**TASKS:**
a - Rewrite the mask labeling entries from their start through the line containing "Query: gray tree bark", renaming "segmenter" to "annotator" and keeping everything else the same. Omit the pictures.
b - Pick up the MATLAB walkthrough on Random Alpha PageRank after its final sentence and carry it further.

**SOURCE:**
###

MATLAB Examples

Random Alpha PageRank

See Gleich and Constantine, Random Alpha PageRank, for details about this method. PageRank is a method to evaluate the importance of nodes in a directed graph. On the graph, we follow a random walk where at each step, with probability a, we follow a randomly chosen link from the current node with probability (1-a), we jump to a randomly chosen node. (Both random choices are uniform over all the possibilities.) The stationary distribution of this Markov process is the PageRank vector. We can compute the stationary distribution by solving a linear system,

$$ (I - aP^T)x = \frac{1-a}{n} e $$

where P is the transition matrix for a random walk on the graph. In Random Alpha PageRank, we place a with a random variable, and examine the expected value of x. This computation is solved by a parameterized matrix problem.

For more information, see

 Constantine, P. G. and Gleich, D. F. Random Alpha PageRank,
   Internet Mathematics, To appear.

Usually, we pick a Beta random variable for a -- this corresponds to approximating x(a) with a Jacobi parameter.

Contents

Load a webgraph and setup the linear system

In this step, we construct the parameterzied linear system that correponds to PageRank

load('wb-cs.stanford.mat'); % we load a small web-graph matrix
P = Pcc; % only use the largest strong component -- this fixes a few technical details
A = @(a) (speye(size(P)) - a*P');
b = @(a) (1-a)./size(P,1)*ones(size(P,1),1);
iAb = @(a) A(a)\b(a); % this function solves for a PageRank vector

Compute a PageRank vector

Now, let's compute a single PageRank vector and show the vector of ''Ranks'' in sorted order. This problem corresponds to a surfer than will follow a link 85% of the time, or make random jumps 15% of the time.

x85 = iAb(0.85);
semilogy(sort(x85));

This plot shows that most of the values are small 1e-4 to 1e-3, but that a few are large.

Setup the parameter

In random alpha PageRank, we consider a population of surfers where the link following probabilities, which are the values of a, are generated from a distribution. The parameter s below is a Jacobi parameter to model the randomness in the value of a. The two shape parameters of the Jacobi parameter give it a slight shift towards larger values of a.

###

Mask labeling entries
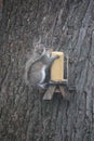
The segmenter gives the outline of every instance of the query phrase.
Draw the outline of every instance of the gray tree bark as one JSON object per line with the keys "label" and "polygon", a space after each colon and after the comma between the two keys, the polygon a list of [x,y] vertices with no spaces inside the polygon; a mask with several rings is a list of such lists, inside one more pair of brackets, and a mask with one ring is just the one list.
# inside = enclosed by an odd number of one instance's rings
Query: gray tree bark
{"label": "gray tree bark", "polygon": [[[0,36],[0,141],[94,141],[94,1],[3,0]],[[40,39],[70,57],[69,101],[23,80]]]}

###

**EXERCISE ANSWERS:**
a -
The annotator gives the outline of every instance of the query phrase.
Draw the outline of every instance of the gray tree bark as one JSON object per line with the keys "label" and "polygon", a space after each colon and after the comma between the two keys, the polygon a list of [x,y] vertices with no spaces inside the polygon; a mask with several rings is a list of such lists, inside one more pair of brackets, and a mask with one ring is just the one list.
# inside = enclosed by an odd number of one instance's rings
Query: gray tree bark

b -
s = [jacobi_parameter(0,1,2,3)];

There's no good PMPack function to plot the density of such a function. The following code draws a beta pdf, which is the density for a Jacobi parameter.

beta_a = 4;  % the code to evaluate the pdf uses beta_a = b+1 = 3+1
beta_b = 3;  %                               and beta_b = a+1 = 2+1
xx = 0:0.01:1;
logkerna = (beta_a-1).*log(xx);
logkernb = (beta_b-1).*log(1-xx);
plot(xx,exp(logkerna+logkernb - betaln(beta_a,beta_b)));

This figure shows how often surfers will ``draw'' different values of a, the link following probabilitiy.

Compute the approximation

At this point, we can compute approximations of the expected value of the Random Alpha PageRank function

[X,errz] = pseudospectral(iAb,s,'adapt');

Get the expected solution

The first vector in the coefficients matrix is just the expected solution. It is the expected value of the vector iAb over a drawn from a Beta density.

ex = X.coefficients(:,1);

Let's compare that against the deterministic solution

loglog(x85,ex,'.');
xlabel('Deterministic PageRank');
ylabel('Expected PageRank with Jacobi(2,3) parameter');

The vector has changed quite a bit! There's a pleasing curve in the plot above showing that the values with a Jacobi(2,3) are more compressed than their deterministic counterparts. For wild behavior, try a Jacobi(0.2,0.6,0.5,0.5) parameter

Plot the first component

Now we show how a single component of the vector changes as a function of a.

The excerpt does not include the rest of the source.